[BEGIN ENTRIES PROVIDED]

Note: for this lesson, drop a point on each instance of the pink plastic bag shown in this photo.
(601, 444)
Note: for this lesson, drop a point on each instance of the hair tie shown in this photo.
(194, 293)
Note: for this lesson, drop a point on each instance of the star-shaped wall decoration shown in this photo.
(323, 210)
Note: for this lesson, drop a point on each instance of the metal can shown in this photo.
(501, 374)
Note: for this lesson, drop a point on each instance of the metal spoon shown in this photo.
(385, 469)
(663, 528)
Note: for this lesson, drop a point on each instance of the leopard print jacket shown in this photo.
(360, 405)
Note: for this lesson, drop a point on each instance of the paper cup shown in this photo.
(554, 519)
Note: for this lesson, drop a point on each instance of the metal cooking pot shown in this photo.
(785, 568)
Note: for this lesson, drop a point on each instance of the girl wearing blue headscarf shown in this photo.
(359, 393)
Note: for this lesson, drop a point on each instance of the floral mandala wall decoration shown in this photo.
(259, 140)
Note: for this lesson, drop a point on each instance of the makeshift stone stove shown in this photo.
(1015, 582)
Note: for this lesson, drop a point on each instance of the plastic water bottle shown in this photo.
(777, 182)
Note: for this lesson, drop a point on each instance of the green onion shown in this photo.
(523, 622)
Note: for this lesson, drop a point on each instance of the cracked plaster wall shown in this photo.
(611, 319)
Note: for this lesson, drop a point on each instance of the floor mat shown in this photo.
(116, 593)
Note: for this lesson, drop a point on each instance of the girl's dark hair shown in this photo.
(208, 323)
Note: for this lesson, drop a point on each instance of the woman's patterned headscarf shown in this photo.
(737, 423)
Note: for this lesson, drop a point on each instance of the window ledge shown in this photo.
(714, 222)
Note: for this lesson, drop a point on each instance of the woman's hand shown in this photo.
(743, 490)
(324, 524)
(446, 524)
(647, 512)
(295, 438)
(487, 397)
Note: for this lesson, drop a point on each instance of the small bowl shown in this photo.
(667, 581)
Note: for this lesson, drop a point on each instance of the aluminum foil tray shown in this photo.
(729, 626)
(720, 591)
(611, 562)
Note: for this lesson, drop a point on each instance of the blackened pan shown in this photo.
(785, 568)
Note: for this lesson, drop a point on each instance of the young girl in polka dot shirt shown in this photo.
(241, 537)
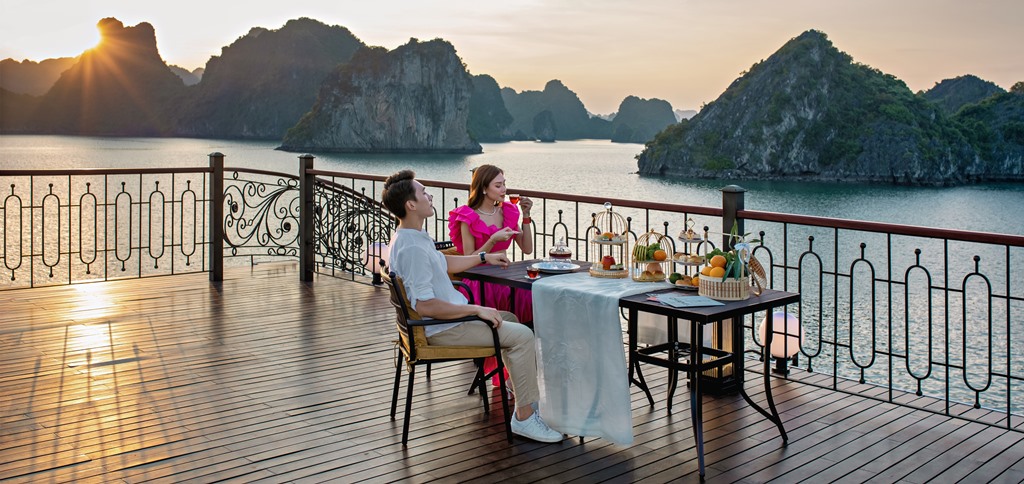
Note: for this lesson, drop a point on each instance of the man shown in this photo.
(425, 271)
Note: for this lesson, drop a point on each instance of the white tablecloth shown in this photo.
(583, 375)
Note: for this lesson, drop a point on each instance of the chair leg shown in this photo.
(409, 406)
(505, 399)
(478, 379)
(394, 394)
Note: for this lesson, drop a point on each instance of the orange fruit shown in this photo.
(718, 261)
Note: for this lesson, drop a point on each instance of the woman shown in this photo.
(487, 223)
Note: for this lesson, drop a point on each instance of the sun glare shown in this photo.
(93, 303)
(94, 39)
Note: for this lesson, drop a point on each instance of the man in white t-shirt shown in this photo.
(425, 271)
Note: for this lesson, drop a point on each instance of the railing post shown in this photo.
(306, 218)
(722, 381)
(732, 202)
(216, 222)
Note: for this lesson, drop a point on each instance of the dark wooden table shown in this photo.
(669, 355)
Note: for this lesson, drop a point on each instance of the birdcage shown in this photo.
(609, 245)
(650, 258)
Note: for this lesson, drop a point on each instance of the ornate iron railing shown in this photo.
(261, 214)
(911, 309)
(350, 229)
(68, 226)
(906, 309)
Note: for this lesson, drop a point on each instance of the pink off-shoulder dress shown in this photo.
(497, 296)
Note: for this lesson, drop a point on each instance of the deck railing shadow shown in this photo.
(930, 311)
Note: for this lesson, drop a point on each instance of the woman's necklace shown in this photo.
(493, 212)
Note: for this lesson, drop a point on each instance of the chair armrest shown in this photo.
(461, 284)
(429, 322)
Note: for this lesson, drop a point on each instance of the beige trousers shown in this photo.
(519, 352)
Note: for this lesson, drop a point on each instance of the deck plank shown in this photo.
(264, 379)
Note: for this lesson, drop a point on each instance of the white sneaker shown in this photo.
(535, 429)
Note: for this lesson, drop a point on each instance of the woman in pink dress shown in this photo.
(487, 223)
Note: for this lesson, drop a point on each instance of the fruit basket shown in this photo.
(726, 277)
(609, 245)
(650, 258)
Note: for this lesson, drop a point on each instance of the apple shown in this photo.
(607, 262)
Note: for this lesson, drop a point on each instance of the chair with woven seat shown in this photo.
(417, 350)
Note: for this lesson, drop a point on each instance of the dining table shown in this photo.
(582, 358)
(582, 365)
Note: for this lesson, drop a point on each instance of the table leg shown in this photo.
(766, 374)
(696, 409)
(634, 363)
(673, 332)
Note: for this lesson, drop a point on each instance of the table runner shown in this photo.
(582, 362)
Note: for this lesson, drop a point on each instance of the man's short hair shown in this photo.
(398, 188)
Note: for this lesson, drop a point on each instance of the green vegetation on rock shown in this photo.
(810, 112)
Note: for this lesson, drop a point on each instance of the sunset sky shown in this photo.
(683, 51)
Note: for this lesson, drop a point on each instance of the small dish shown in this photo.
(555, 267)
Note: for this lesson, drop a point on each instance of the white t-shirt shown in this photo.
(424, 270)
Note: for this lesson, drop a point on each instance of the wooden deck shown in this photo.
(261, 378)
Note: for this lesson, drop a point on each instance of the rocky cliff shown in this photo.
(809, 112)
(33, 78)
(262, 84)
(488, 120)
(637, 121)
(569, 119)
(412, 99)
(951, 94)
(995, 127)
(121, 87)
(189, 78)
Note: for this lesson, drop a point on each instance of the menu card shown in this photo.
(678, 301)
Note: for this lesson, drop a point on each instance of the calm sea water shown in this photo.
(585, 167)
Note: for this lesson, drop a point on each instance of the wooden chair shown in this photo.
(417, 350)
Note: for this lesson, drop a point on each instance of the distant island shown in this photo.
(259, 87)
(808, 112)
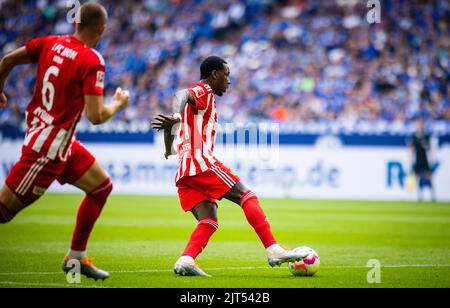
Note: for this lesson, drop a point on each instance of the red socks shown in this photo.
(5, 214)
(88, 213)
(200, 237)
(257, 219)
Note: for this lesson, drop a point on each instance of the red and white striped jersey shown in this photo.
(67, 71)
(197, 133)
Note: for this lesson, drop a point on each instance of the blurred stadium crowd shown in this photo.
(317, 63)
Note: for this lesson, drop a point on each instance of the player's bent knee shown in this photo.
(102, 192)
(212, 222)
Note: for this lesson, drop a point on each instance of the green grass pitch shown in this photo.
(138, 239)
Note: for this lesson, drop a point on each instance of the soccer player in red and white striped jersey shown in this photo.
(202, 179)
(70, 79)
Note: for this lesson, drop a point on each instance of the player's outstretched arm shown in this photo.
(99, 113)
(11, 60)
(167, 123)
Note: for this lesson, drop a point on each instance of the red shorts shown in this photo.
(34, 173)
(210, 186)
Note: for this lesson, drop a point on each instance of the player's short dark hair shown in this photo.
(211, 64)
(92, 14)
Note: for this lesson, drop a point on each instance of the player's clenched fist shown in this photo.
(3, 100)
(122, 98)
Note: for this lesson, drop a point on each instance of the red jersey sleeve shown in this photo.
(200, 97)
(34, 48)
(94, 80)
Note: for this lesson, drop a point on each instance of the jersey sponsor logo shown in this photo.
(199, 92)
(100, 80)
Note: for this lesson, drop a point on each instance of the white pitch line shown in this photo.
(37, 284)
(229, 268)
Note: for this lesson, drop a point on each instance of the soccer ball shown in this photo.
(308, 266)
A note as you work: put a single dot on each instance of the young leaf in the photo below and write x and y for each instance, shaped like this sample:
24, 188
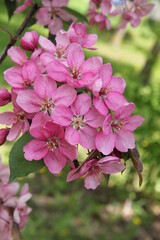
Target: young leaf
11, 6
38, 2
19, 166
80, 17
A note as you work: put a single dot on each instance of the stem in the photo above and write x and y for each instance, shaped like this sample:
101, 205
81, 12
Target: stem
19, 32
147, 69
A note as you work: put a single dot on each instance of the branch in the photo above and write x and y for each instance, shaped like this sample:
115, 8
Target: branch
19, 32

[END ENTRIES PROVIDED]

_TASK REQUIREMENTS_
Lay out the stretch from the line containing "of the branch" through the end of the rows as a numbered list, leaving out any blank lines.

_SOLUTION TO THE PROBLEM_
1. A note as you work: put a single dot on each instance of the branch in the photo above and write x and y for each instance, shaped like this sample:
2. 115, 8
3. Target: branch
4. 19, 32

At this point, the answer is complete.